(Entries taken from a collection)
------

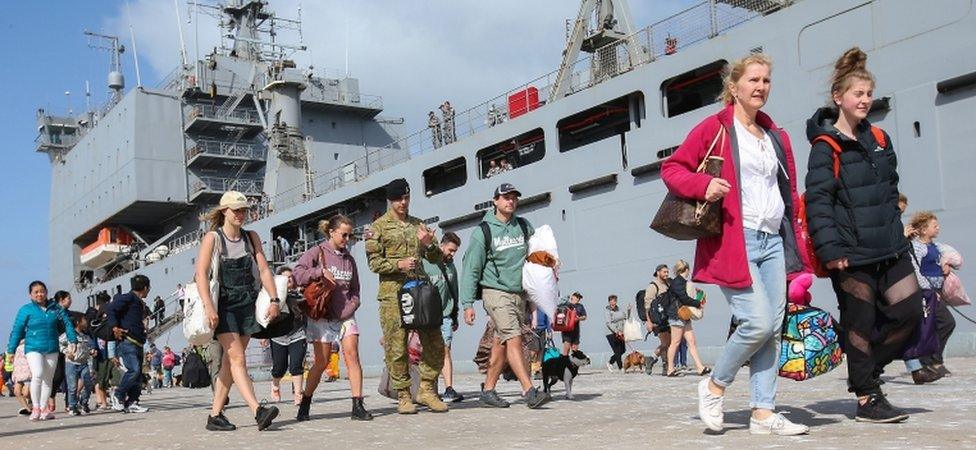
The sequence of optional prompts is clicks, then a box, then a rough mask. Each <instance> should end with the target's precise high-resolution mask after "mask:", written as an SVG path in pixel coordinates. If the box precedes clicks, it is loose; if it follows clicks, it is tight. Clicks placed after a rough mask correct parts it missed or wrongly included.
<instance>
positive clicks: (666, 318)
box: [650, 284, 670, 328]
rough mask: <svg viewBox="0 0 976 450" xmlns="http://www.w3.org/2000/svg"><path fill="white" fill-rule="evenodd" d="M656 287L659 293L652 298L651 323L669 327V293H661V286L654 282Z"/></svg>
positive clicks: (658, 292) (650, 307) (654, 324)
mask: <svg viewBox="0 0 976 450" xmlns="http://www.w3.org/2000/svg"><path fill="white" fill-rule="evenodd" d="M654 287H655V288H657V289H658V293H657V295H655V296H654V299H653V300H651V307H650V311H651V323H653V324H654V325H656V326H658V327H661V328H667V326H668V302H669V301H670V299H669V296H668V293H667V292H665V293H663V294H662V293H661V290H660V289H661V288H660V287H658V286H657V284H654Z"/></svg>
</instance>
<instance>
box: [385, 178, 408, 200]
mask: <svg viewBox="0 0 976 450" xmlns="http://www.w3.org/2000/svg"><path fill="white" fill-rule="evenodd" d="M409 194H410V185H409V184H407V180H404V179H403V178H397V179H395V180H393V181H391V182H390V183H389V184H387V185H386V199H387V200H399V199H401V198H403V196H404V195H409Z"/></svg>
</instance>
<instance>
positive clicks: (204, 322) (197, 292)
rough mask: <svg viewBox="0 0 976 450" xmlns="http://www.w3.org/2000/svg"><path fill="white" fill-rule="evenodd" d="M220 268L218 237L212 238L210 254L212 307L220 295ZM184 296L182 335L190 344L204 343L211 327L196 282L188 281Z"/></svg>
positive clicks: (209, 341)
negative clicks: (213, 240)
mask: <svg viewBox="0 0 976 450" xmlns="http://www.w3.org/2000/svg"><path fill="white" fill-rule="evenodd" d="M219 269H220V239H214V250H213V254H212V255H211V256H210V301H211V302H213V305H214V308H216V307H217V300H218V298H219V295H220V283H219V282H218V280H219V278H218V273H219ZM185 293H186V297H185V299H184V300H183V337H185V338H186V342H188V343H189V344H190V345H206V344H207V343H209V342H210V341H212V340H213V337H214V336H213V332H214V330H213V328H210V324H209V323H207V314H206V312H205V310H204V308H203V299H202V298H200V290H199V289H198V286H197V283H190V284H187V285H186V288H185Z"/></svg>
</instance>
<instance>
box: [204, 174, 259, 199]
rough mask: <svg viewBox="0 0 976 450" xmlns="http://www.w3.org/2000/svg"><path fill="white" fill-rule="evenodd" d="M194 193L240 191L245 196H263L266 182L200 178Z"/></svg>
mask: <svg viewBox="0 0 976 450" xmlns="http://www.w3.org/2000/svg"><path fill="white" fill-rule="evenodd" d="M192 186H193V193H197V192H200V191H206V190H209V191H214V192H227V191H238V192H241V193H243V194H245V195H248V194H249V195H261V192H262V189H263V188H264V181H263V180H258V179H250V178H225V177H199V178H197V179H196V180H195V181H194V182H193V184H192Z"/></svg>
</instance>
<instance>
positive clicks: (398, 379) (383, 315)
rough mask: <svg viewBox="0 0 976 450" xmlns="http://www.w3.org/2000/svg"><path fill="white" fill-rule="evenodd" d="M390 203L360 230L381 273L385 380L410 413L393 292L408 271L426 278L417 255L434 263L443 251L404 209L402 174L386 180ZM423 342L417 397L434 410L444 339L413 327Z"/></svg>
mask: <svg viewBox="0 0 976 450" xmlns="http://www.w3.org/2000/svg"><path fill="white" fill-rule="evenodd" d="M386 198H387V200H389V201H390V205H389V208H388V210H387V212H386V214H384V215H383V216H381V217H380V218H379V219H376V221H375V222H373V224H372V226H370V229H369V230H368V231H367V232H366V233H365V235H364V237H365V239H366V257H367V258H368V260H369V270H371V271H373V272H375V273H377V274H378V275H379V276H380V283H379V295H378V297H379V303H380V326H381V327H382V329H383V339H384V342H385V346H384V347H385V348H384V349H385V352H386V367H387V370H388V371H389V373H390V386H391V387H392V388H393V389H396V390H397V400H398V406H397V412H399V413H400V414H415V413H416V412H417V409H416V407H415V406H414V404H413V399H412V398H411V395H410V372H409V366H408V364H409V358H408V353H407V338H408V335H407V330H404V329H403V328H401V326H400V307H399V305H398V304H397V294H398V293H399V291H400V288H401V287H402V286H403V283H404V281H406V278H407V276H408V274H412V275H414V276H420V277H423V278H427V275H426V274H425V273H424V269H423V265H422V264H420V261H419V258H421V257H422V258H424V259H426V260H427V261H429V262H432V263H439V262H440V261H441V260H442V258H443V254H442V253H441V250H440V248H438V246H437V245H436V242H435V241H434V233H433V232H431V231H430V230H428V229H427V227H426V226H424V224H423V222H421V221H420V219H417V218H415V217H411V216H409V215H408V212H409V208H410V187H409V185H407V182H406V181H404V180H403V179H397V180H393V181H391V182H390V184H388V185H387V186H386ZM417 334H418V335H419V336H420V342H421V344H422V345H423V347H424V350H423V354H422V357H421V362H420V367H419V369H420V389H419V390H418V391H417V403H420V404H421V405H425V406H427V407H428V408H429V409H430V410H431V411H433V412H446V411H447V405H446V404H445V403H444V402H442V401H441V399H440V398H438V396H437V390H436V389H435V388H434V385H435V383H437V378H438V377H439V376H440V372H441V368H442V367H443V365H444V340H443V338H442V337H441V330H440V329H439V328H435V329H430V330H417Z"/></svg>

------

TASK DETAILS. Please state how many lines of the entries above contain the string "positive", treating case as significant. Reply with the number alone.

RESPONSE AREA. 5